● Region annotation items
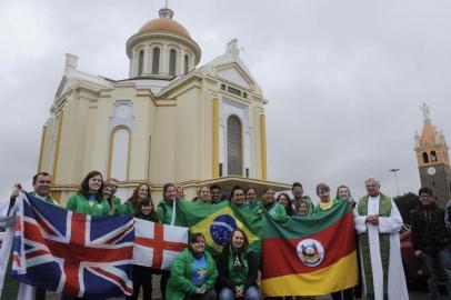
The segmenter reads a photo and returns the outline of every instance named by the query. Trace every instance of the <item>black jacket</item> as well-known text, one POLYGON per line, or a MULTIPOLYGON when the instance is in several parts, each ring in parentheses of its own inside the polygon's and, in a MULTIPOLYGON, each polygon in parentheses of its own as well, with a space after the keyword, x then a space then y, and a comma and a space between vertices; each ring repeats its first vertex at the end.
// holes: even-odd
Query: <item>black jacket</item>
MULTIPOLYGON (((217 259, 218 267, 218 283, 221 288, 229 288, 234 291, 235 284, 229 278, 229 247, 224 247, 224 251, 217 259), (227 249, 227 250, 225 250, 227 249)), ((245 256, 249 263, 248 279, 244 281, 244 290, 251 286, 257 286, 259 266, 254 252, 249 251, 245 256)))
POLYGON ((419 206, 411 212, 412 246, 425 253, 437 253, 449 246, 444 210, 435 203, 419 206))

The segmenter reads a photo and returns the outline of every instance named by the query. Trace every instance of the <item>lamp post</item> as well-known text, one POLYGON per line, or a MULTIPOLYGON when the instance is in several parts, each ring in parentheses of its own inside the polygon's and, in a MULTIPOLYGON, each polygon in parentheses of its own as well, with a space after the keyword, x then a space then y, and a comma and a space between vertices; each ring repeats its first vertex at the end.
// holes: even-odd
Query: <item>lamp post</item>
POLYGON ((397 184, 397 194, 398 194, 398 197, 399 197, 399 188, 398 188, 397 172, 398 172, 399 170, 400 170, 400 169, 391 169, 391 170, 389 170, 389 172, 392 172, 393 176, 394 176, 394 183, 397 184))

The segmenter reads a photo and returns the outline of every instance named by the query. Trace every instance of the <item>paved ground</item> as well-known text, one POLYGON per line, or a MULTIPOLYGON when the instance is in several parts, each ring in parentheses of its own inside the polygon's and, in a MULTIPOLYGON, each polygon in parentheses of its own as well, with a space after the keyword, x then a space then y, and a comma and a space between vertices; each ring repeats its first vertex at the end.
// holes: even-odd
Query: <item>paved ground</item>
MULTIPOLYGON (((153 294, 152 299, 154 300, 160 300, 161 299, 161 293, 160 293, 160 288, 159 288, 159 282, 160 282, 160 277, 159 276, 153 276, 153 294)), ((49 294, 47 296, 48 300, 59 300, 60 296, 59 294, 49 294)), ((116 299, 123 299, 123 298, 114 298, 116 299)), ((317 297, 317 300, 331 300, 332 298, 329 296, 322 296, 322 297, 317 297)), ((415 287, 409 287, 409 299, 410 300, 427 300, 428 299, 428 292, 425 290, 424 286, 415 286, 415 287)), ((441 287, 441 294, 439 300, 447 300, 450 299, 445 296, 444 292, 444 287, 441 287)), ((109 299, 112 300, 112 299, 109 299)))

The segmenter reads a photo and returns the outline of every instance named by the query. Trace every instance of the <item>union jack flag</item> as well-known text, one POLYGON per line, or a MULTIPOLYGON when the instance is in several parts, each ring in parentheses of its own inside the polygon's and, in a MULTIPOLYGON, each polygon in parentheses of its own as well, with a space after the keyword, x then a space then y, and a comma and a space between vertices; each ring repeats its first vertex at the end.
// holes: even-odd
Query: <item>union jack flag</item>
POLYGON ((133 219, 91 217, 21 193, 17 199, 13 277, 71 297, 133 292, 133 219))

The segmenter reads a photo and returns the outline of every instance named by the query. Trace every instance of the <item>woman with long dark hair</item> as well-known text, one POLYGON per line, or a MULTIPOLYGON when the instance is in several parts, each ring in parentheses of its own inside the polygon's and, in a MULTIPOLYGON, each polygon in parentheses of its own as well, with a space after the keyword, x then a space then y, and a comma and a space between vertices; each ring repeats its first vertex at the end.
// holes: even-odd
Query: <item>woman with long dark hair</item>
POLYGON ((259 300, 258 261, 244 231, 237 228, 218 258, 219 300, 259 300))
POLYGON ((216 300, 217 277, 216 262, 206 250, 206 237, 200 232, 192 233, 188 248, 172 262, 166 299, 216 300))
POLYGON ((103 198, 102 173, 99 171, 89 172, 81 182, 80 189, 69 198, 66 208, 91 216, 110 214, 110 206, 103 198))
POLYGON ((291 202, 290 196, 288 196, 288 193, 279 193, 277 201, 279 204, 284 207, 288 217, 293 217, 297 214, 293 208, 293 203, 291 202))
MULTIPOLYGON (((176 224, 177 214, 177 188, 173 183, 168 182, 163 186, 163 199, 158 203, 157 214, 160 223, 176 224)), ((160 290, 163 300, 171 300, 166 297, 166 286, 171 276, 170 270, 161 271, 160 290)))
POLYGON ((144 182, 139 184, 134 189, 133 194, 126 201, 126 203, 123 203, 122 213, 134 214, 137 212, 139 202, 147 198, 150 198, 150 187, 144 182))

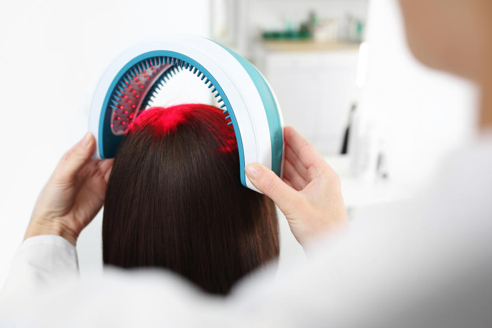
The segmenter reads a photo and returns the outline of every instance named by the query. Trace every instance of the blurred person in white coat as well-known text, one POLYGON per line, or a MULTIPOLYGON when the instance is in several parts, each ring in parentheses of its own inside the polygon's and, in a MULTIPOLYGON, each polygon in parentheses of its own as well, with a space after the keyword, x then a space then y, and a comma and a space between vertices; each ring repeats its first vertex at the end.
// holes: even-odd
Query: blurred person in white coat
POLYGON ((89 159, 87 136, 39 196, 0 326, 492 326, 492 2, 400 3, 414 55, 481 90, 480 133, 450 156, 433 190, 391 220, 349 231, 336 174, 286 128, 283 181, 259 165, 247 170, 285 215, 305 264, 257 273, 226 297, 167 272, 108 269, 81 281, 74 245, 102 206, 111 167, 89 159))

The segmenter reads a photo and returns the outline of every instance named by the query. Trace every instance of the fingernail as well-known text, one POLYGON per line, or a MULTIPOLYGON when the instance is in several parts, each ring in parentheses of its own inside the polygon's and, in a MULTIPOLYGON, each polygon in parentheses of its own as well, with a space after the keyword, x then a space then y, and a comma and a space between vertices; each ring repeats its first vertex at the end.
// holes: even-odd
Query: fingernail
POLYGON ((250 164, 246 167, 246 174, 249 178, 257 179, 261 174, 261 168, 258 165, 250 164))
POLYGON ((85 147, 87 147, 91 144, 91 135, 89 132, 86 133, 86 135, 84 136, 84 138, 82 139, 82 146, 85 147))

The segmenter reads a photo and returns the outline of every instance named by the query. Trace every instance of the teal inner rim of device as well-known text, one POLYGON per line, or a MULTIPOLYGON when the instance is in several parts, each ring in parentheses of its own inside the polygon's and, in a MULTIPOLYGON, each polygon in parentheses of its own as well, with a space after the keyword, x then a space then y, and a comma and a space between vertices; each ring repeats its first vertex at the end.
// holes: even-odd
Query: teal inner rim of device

● Task prompt
Write out all the items above again, putting "annotator" wherever "segmenter" appears and keeping everything else the same. Omit the pictures from your answer.

● Solution to this exercise
The annotator reads a photo and returns the outline of every instance named by the query. Trace every instance of the <item>black jacket</item> as well-known text, one POLYGON per line, or a MULTIPOLYGON when the instance is in several parts, each ring in parentheses of its own inside the polygon's and, in a MULTIPOLYGON, each polygon in parentheses of its own as well, with a space after the keyword, x then a space then y, and a comma and a space between vertices; each ring repeats its first vertex at the end.
// holes: even-odd
Query: <item>black jacket</item>
MULTIPOLYGON (((217 259, 218 267, 218 283, 221 288, 229 288, 234 291, 235 284, 229 278, 229 247, 224 247, 224 251, 217 259), (227 249, 227 250, 225 250, 227 249)), ((245 256, 249 263, 248 279, 244 281, 244 290, 251 286, 257 286, 259 266, 254 252, 249 251, 245 256)))
POLYGON ((419 206, 411 212, 412 246, 425 253, 437 253, 449 246, 444 210, 435 203, 419 206))

The annotator reads a photo and returns the outline of every instance named by the query. Trace every instance of the <item>lamp post</item> as well-known text, one POLYGON per line, or a MULTIPOLYGON when the instance is in several parts, each ring in parentheses of its own inside the polygon's and, in a MULTIPOLYGON, each polygon in parentheses of its own as well, with a space after the keyword, x then a space then y, and a comma and a space between vertices; each ring repeats its first vertex at the end.
// holes: even-odd
Query: <item>lamp post</item>
POLYGON ((397 184, 397 194, 398 194, 398 197, 399 197, 399 188, 398 188, 397 172, 398 172, 399 170, 400 170, 400 169, 391 169, 391 170, 389 170, 389 172, 392 172, 393 176, 394 176, 394 183, 397 184))

The annotator reads a photo and returns the outline of every instance named by the query. Trace every instance of the <item>paved ground</item> as well-known text, one POLYGON per line, or a MULTIPOLYGON when the instance is in several parts, each ring in parentheses of its own inside the polygon's and, in a MULTIPOLYGON, each polygon in parentheses of its own as well, with a space after the keyword, x then a space then y, and a comma and a space between vertices; each ring repeats its first vertex at the end.
// holes: even-odd
Query: <item>paved ground</item>
MULTIPOLYGON (((153 294, 152 299, 154 300, 160 300, 161 299, 161 293, 160 293, 160 288, 159 288, 159 282, 160 282, 160 277, 159 276, 153 276, 153 294)), ((49 294, 47 296, 48 300, 59 300, 60 296, 59 294, 49 294)), ((116 299, 123 299, 123 298, 114 298, 116 299)), ((317 297, 317 300, 331 300, 332 298, 329 296, 322 296, 322 297, 317 297)), ((415 287, 409 287, 409 299, 410 300, 427 300, 428 299, 428 292, 425 290, 424 286, 415 286, 415 287)), ((441 287, 441 294, 439 300, 447 300, 450 299, 445 296, 444 292, 444 287, 441 287)), ((109 299, 112 300, 112 299, 109 299)))

The annotator reads a photo and returns the outline of every instance named by the query. Trace every instance of the <item>union jack flag</item> as well-known text, one POLYGON per line, or a MULTIPOLYGON when the instance is in several parts, each ring in parentheses of its own inside the polygon's and, in a MULTIPOLYGON, each polygon in parentheses of its own as well, with a space after the keyword, x then a space then y, and a comma and a space between vertices; each ring repeats its first vertex at the end.
// holes: even-odd
Query: <item>union jack flag</item>
POLYGON ((133 219, 91 217, 21 193, 17 199, 13 277, 71 297, 133 292, 133 219))

The annotator reads a photo and returns the outline of every instance named by the query. Trace every instance of the <item>woman with long dark hair</item> as well-known text, one POLYGON per line, or a MULTIPOLYGON when the instance is in several parts, each ring in parentheses of its own inside the polygon's and, in a MULTIPOLYGON, each polygon in parentheses of its own as well, with a space after the keyword, x then a space then y, and a comma and a space between vertices; each ring repeats its first vertex at the end.
// holes: even-odd
Query: <item>woman with long dark hair</item>
POLYGON ((259 300, 258 261, 244 231, 237 228, 218 258, 219 300, 259 300))
POLYGON ((216 300, 217 277, 216 262, 206 250, 206 237, 200 232, 192 233, 188 248, 172 262, 166 299, 216 300))
POLYGON ((103 198, 102 173, 99 171, 89 172, 81 182, 80 189, 69 198, 66 208, 91 216, 110 214, 110 206, 103 198))
POLYGON ((291 202, 290 196, 288 196, 288 193, 279 193, 277 201, 279 204, 284 207, 288 217, 293 217, 297 214, 293 208, 293 203, 291 202))
MULTIPOLYGON (((176 224, 177 214, 177 188, 173 183, 168 182, 163 186, 163 199, 158 203, 157 214, 160 223, 176 224)), ((160 290, 163 300, 171 300, 166 297, 166 286, 171 276, 170 270, 161 271, 160 290)))
POLYGON ((144 182, 139 184, 134 189, 133 194, 126 201, 126 203, 123 203, 122 213, 134 214, 137 212, 139 202, 147 198, 150 198, 150 187, 144 182))

The annotator reads a photo and returns the outline of every instance named by the query. Trace every instance of the blurred person in white coat as well-known text, one POLYGON per line, or a MULTIPOLYGON when the instance is in several parts, each ring in parentheses of its own inside the polygon's and, in a MULTIPOLYGON, each polygon in parentheses of its own as well, with a space after the keyword, x then a space then y, and a comma and a space between vertices; each ring repeats its first vertex at the end.
// holes: even-odd
Query: blurred person in white coat
POLYGON ((89 159, 87 136, 39 196, 0 326, 492 326, 492 2, 400 3, 414 55, 481 90, 480 133, 450 156, 433 190, 391 220, 349 231, 336 174, 286 128, 283 181, 259 165, 247 170, 285 215, 305 264, 257 273, 226 297, 167 272, 108 269, 81 281, 74 245, 102 206, 111 167, 89 159))

The annotator reads a photo and returns the outline of every instance named by the query. Trace every instance of the fingernail as well-known text, one POLYGON per line, or a MULTIPOLYGON when the instance is in several parts, each ring in parentheses of its own inside the polygon's and, in a MULTIPOLYGON, each polygon in parentheses of its own as well, with a space after the keyword, x then a space then y, and a comma and a space between vertices; each ring repeats its first vertex at the end.
// holes: even-odd
Query: fingernail
POLYGON ((250 164, 246 167, 246 174, 249 178, 257 179, 261 174, 261 168, 258 165, 250 164))
POLYGON ((85 147, 87 147, 91 144, 91 135, 89 132, 86 133, 86 135, 84 136, 84 138, 82 139, 82 146, 85 147))

The annotator reads a photo and returns the outline of every instance named by the query. Trace every instance of the teal inner rim of device as well-known text, one POLYGON per line, or a MULTIPOLYGON when the instance is in several parts, each ring in parentheses of its own inside the polygon's and, in a MULTIPOLYGON, each polygon in parentheses of its own as well, with a space after the keyword, x then a space then y, and a comma and a space between vertices; each ring repeats its first vertex at the end.
// holes: even-odd
Query: teal inner rim of device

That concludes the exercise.